* _Exercise prompt_
In the epilepsy post, begin at "I have four" and stop after "SPD as well.". Write that part out again, switching "oldest" to "eldest".

* _Selected extract_

-.-.-

Sometimes it’s hard for me to be an advocate for Epilepsy. Sometimes it’s hard to speak out and lay our life out there for everyone to see. But I refuse to be shut up or to fear what I post when I know there are others that my sharing here reaches, who really need to hear the things I say and have that support that they need.
This post isn’t going to be nice, and I’m not sorry if I hurt anyone’s feelings.
I have four children. Each has their own health issues and special needs. Each child’s health issues differ.
My oldest has ADHD, struggles daily with his learning and has extreme SPD as well.
My second child began having seizures at 3 months old, has toe-walked since she was a baby, progressively getting worse over time, had extensive surgery on both feet 2 years to the date of my birthday last month.
My third child has severe Epilepsy, cannot go a single day without her medication or she will have a set-back, she has severe ADHD, OCD and SPD on top of that, she has a tongue-tie, has issues talking and stutters and has issues retaining information thanks to the medications she has been on since she was 4 months old.

-.-.-

* _Information provided_
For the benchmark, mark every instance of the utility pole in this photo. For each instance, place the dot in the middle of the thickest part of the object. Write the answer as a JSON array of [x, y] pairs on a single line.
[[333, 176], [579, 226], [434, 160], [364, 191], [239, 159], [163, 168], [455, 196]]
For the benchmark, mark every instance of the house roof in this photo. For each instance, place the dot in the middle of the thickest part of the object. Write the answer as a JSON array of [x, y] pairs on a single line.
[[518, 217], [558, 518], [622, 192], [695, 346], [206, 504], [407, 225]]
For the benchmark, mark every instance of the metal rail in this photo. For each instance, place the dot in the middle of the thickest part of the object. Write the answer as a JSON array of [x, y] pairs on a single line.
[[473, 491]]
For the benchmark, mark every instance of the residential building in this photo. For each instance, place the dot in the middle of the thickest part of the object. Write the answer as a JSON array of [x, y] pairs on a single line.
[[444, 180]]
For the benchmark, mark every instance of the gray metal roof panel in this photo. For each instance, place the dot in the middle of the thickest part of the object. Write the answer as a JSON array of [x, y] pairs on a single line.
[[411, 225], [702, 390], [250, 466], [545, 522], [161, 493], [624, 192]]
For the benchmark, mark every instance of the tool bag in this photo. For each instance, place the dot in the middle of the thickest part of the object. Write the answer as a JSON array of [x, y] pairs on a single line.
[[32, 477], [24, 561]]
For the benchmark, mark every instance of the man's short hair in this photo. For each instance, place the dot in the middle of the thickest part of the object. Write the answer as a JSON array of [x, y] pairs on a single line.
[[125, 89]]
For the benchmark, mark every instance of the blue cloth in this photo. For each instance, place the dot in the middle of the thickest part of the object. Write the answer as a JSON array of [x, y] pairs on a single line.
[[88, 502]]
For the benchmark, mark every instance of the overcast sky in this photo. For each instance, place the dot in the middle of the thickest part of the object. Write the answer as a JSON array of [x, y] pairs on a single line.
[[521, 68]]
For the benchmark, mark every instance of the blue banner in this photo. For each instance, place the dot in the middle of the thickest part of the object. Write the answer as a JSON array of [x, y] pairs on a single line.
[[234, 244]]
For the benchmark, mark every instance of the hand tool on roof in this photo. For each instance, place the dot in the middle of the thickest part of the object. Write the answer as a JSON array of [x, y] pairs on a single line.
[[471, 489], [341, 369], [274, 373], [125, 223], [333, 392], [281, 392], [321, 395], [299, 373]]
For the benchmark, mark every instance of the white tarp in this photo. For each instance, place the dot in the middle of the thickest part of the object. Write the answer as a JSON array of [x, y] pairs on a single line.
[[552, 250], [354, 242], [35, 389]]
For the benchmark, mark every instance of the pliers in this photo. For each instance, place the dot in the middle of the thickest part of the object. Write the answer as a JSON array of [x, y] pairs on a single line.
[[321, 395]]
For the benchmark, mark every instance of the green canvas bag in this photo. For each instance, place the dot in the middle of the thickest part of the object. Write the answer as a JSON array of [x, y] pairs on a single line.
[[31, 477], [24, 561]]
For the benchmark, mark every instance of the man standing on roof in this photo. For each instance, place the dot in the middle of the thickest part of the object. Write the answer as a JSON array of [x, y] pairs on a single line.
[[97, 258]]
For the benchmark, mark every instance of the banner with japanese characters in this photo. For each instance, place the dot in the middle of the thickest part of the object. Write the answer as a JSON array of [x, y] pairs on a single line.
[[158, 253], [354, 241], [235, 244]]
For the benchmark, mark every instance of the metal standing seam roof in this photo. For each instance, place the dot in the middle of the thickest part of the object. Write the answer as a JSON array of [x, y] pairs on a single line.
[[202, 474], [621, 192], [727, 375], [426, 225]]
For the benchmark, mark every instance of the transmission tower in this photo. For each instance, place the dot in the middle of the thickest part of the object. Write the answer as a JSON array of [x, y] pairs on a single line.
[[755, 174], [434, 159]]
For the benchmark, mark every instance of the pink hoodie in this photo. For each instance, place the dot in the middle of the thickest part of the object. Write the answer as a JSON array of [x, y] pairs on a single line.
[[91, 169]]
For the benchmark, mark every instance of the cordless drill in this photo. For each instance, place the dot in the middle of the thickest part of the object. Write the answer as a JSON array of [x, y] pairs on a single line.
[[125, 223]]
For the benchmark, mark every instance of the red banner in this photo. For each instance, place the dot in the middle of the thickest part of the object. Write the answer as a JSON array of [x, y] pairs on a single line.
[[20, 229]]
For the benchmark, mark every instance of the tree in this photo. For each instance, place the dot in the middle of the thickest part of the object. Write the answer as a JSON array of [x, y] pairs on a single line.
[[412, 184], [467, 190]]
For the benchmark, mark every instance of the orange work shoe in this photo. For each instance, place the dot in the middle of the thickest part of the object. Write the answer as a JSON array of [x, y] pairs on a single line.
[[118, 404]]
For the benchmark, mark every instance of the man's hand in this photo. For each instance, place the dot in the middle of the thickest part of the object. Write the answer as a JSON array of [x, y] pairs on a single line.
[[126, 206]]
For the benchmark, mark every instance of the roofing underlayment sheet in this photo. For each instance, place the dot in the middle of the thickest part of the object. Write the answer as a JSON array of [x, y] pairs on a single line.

-.-.-

* _Answer box_
I have four children. Each has their own health issues and special needs. Each child’s health issues differ.
My eldest has ADHD, struggles daily with his learning and has extreme SPD as well.